Written task: Pull out every line below that contains the word "brown" and copy each one.

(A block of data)
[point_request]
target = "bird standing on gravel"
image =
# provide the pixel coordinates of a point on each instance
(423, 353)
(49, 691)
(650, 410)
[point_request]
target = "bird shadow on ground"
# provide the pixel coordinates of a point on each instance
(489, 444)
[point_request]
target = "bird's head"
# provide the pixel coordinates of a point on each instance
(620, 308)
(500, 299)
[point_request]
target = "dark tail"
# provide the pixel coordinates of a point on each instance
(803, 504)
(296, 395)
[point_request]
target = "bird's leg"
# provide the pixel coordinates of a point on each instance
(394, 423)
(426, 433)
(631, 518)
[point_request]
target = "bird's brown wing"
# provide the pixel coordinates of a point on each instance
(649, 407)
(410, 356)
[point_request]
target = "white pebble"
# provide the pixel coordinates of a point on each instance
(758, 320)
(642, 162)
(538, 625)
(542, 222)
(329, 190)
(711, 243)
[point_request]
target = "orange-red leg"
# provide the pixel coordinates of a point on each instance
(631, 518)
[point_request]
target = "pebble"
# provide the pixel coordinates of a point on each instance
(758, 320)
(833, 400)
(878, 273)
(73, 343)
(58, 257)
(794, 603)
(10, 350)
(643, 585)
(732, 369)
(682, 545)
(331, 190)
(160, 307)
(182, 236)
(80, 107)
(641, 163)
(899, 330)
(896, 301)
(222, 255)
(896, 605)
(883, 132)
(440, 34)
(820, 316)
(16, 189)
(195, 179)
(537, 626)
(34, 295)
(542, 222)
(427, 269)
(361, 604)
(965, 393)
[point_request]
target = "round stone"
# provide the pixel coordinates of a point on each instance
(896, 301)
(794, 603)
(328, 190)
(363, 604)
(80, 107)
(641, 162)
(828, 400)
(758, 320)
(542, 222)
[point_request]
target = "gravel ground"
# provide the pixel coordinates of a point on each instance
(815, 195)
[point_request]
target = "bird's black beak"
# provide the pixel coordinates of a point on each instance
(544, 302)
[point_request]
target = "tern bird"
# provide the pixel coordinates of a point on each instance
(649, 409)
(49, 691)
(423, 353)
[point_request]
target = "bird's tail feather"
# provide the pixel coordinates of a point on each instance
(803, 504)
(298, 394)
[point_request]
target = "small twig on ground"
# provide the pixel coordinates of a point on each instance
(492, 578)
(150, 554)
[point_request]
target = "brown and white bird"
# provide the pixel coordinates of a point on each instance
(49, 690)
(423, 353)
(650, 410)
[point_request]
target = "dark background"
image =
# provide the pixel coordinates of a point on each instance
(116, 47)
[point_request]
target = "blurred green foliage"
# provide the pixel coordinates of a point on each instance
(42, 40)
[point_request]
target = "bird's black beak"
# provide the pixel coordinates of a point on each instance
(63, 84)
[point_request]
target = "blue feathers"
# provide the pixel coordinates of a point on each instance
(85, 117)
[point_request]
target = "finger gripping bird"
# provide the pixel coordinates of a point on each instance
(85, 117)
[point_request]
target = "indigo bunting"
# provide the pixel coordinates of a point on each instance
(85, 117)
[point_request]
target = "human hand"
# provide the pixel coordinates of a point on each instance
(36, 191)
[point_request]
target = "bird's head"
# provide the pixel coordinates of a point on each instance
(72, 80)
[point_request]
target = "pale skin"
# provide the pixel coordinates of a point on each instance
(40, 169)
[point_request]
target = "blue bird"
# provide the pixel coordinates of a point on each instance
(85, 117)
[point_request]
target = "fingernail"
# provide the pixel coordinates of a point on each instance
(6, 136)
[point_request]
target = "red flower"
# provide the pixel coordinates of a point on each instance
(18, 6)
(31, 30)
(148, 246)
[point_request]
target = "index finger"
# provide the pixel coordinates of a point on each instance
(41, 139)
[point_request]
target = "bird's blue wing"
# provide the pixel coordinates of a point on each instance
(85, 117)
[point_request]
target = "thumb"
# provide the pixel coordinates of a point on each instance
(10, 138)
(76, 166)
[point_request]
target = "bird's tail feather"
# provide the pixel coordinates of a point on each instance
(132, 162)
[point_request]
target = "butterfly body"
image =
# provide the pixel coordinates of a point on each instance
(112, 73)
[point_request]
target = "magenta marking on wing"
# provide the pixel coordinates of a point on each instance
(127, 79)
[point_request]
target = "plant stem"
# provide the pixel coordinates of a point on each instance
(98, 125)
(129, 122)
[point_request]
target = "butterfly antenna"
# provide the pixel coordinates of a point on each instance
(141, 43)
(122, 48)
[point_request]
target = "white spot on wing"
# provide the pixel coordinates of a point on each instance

Solution to this task:
target = "bird's brown wing"
target = "brown and white bird"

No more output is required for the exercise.